▶ **Excerpt to read**:
____

Hello, I have a SolrCloud with 5 shards 2 Replicas. I tried everything back and forth with LocalStatsCache, ExactStatsCache and ExactSharedStatsCache. I saw some minor advantage between LocalStatsCache and the Exact... pieces. But as a matter of fact while showing 10 search results per page, as soon as I switched to the second page (hit 11 to 20) and forced page reload a couple of times, the results changed within the page. A result showing up as hit number 14 was listed as hit number 16 next time. And so on. Nothing reliable. Only the first page looked good. While inspecting the score I saw that there are minor changes between reloads, even with ExactStatsCache and ExactSharedStatsCache. Some more checks on the Replicas pointed out that they are never totally in sync. That means the number of docs and segment count are in sync but nothing else.

____

[Annotation data for object locations]
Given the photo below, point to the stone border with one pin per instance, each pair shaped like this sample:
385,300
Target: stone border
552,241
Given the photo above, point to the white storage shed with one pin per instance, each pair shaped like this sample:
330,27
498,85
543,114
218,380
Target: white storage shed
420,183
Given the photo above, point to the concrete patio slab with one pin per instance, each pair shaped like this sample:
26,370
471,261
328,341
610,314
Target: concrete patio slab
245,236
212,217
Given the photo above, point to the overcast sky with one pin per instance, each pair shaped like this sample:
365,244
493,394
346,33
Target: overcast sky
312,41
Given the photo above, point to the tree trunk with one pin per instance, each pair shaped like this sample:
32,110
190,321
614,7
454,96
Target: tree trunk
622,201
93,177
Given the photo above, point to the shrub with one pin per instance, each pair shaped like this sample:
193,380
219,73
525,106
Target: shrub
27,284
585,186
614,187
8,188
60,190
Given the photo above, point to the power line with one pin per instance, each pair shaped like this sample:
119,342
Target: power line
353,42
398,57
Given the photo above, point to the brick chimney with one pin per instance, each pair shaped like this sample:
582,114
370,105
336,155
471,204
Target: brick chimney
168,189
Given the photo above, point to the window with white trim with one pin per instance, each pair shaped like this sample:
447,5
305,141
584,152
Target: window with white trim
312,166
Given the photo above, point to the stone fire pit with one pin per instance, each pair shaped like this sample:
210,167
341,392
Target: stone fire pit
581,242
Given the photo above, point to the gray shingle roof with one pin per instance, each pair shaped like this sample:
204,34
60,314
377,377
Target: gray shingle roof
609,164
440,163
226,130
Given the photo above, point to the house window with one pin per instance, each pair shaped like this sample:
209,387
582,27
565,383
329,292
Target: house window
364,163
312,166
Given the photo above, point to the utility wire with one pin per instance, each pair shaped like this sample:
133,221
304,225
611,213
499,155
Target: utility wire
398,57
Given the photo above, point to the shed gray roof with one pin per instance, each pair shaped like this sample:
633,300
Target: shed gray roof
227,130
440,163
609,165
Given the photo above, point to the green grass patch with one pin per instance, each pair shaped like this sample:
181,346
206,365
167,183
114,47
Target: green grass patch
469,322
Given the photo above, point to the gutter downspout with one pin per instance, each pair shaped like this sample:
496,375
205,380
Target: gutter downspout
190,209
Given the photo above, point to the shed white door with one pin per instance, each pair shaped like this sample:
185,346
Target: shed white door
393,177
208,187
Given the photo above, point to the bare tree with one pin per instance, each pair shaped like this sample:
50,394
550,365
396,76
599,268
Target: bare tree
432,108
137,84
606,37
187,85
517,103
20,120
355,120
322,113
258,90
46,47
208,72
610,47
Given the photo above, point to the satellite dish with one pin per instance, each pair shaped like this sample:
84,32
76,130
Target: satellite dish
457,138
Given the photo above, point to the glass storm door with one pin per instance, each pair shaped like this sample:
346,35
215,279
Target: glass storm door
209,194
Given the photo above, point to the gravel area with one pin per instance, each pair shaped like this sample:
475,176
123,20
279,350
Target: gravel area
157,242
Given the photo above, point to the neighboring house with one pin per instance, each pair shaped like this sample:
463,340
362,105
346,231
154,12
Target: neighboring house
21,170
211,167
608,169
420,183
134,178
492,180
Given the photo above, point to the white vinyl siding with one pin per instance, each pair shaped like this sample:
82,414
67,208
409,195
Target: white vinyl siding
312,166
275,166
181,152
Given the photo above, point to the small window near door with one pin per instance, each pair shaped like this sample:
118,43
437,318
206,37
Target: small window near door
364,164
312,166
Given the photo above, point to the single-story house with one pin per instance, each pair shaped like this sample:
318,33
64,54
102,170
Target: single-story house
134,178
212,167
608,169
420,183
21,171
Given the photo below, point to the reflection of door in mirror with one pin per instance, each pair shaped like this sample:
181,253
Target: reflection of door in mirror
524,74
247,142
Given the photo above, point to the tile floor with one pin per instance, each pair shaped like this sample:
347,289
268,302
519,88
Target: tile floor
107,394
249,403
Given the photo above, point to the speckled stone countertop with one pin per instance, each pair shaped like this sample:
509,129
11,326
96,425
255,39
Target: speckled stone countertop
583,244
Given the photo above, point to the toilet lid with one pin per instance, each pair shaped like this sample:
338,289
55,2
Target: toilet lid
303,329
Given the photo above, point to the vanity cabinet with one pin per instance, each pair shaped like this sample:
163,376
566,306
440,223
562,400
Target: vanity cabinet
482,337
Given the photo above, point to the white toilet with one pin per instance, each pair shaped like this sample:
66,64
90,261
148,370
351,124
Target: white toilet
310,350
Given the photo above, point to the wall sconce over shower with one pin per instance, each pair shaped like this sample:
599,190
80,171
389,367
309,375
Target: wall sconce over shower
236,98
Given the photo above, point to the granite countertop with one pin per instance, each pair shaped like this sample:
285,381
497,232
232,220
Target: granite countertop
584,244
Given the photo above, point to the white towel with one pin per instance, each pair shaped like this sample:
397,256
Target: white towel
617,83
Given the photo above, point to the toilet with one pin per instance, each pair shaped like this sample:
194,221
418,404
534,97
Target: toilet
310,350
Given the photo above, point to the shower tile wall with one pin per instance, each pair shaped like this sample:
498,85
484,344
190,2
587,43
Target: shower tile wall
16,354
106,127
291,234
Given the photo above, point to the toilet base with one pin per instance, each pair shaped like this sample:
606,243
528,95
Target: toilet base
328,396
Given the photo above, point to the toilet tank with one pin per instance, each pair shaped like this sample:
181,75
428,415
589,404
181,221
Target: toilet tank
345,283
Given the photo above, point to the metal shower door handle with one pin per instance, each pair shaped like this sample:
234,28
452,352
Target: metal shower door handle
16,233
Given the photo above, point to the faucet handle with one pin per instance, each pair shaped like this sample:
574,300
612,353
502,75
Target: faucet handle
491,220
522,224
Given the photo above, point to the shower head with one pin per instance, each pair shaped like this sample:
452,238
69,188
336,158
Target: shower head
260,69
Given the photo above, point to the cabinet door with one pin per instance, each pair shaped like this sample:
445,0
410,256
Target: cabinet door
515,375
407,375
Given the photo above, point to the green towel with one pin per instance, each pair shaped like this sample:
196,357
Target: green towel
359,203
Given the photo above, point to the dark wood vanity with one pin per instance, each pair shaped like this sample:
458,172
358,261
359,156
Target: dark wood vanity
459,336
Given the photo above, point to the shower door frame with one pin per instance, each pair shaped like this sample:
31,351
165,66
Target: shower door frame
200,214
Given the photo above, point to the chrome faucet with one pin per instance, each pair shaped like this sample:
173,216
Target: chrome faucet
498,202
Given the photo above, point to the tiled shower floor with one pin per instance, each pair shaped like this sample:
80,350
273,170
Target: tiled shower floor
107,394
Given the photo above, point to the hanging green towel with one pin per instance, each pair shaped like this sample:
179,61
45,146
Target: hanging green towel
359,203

____

▶ **Problem 1**: According to the SolrCloud post, how many shards and replicas does the setup have?
▶ **Problem 2**: Quote the passage of the SolrCloud post that opens with the words containing "Hello, I have" and closes with "but nothing else.".
The records are not needed here.

▶ **Solution 1**: 5 shards and 2 replicas.

▶ **Solution 2**:
Hello, I have a SolrCloud with 5 shards 2 Replicas. I tried everything back and forth with LocalStatsCache, ExactStatsCache and ExactSharedStatsCache. I saw some minor advantage between LocalStatsCache and the Exact... pieces. But as a matter of fact while showing 10 search results per page, as soon as I switched to the second page (hit 11 to 20) and forced page reload a couple of times, the results changed within the page. A result showing up as hit number 14 was listed as hit number 16 next time. And so on. Nothing reliable. Only the first page looked good. While inspecting the score I saw that there are minor changes between reloads, even with ExactStatsCache and ExactSharedStatsCache. Some more checks on the Replicas pointed out that they are never totally in sync. That means the number of docs and segment count are in sync but nothing else.